[Given problem 1]: Retype the records that follow the text, every line, exactly as they appear.

[Passage provided]:
"""
News and Events

Failure to win over ethnic minority voters could cost Tories or Labour the election

20 April 2015

Increasing their party's appeal to ethnic minority voters could help decide whether David Cameron or Ed Miliband emerges as Prime Minister, according to our report Race and Elections released 20 April 2015.

David Cameron faces a crucial battle to hold on to nine of the most ethnically diverse Conservative seats - according to constituency polls and election analysis. Whether he or Ed Miliband comes through in these seats could determine who governs Britain, giving the large ethnic minority populations in those seats an increasingly powerful voice in British democracy. 

The report Race and Elections, covers ethnic minority voters, candidates, the far right, UKIP, religious mobilisation, registration and BME groups in Scotland. It reveals that the parties were only half as likely to contact ethnic minority as white British voters in 2010. They need to close that gap this month, or they may be losing votes that could make all the difference.

Dr Omar Khan, Director of the race equality think tank the Runnymede Trust, which produced the report, said: 

“In coming elections the younger BME population will be a rising share of voters from Edinburgh to Exeter, meaning that all MPs must learn how to respond to the ethnic minority concerns highlighted in this report. The major political parties are all worried about the threat of UKIP to their electoral vote share and have re-shaped their messages and policies, particularly around immigration, accordingly. But look at the key marginal seats and it becomes clear this no longer makes electoral sense as a strategy in the Britain of 2015 – and if parties don’t speed up their response to ethnic minority voters they could pay an ever heavier price in a changing Britain in 2020 and 2025.
"""
[Entries supplied]:
"""
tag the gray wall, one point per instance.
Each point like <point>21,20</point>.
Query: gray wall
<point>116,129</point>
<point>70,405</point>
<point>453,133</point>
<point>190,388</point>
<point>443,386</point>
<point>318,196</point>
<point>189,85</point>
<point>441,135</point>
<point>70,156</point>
"""
[Given problem 2]: Echo the whole news item above on ethnic minority voters in the election, word for word.

[Output 1]:
tag the gray wall, one point per instance.
Each point like <point>21,20</point>.
Query: gray wall
<point>116,129</point>
<point>70,405</point>
<point>453,133</point>
<point>190,388</point>
<point>443,386</point>
<point>318,196</point>
<point>189,85</point>
<point>441,135</point>
<point>70,156</point>

[Output 2]:
News and Events

Failure to win over ethnic minority voters could cost Tories or Labour the election

20 April 2015

Increasing their party's appeal to ethnic minority voters could help decide whether David Cameron or Ed Miliband emerges as Prime Minister, according to our report Race and Elections released 20 April 2015.

David Cameron faces a crucial battle to hold on to nine of the most ethnically diverse Conservative seats - according to constituency polls and election analysis. Whether he or Ed Miliband comes through in these seats could determine who governs Britain, giving the large ethnic minority populations in those seats an increasingly powerful voice in British democracy. 

The report Race and Elections, covers ethnic minority voters, candidates, the far right, UKIP, religious mobilisation, registration and BME groups in Scotland. It reveals that the parties were only half as likely to contact ethnic minority as white British voters in 2010. They need to close that gap this month, or they may be losing votes that could make all the difference.

Dr Omar Khan, Director of the race equality think tank the Runnymede Trust, which produced the report, said: 

“In coming elections the younger BME population will be a rising share of voters from Edinburgh to Exeter, meaning that all MPs must learn how to respond to the ethnic minority concerns highlighted in this report. The major political parties are all worried about the threat of UKIP to their electoral vote share and have re-shaped their messages and policies, particularly around immigration, accordingly. But look at the key marginal seats and it becomes clear this no longer makes electoral sense as a strategy in the Britain of 2015 – and if parties don’t speed up their response to ethnic minority voters they could pay an ever heavier price in a changing Britain in 2020 and 2025.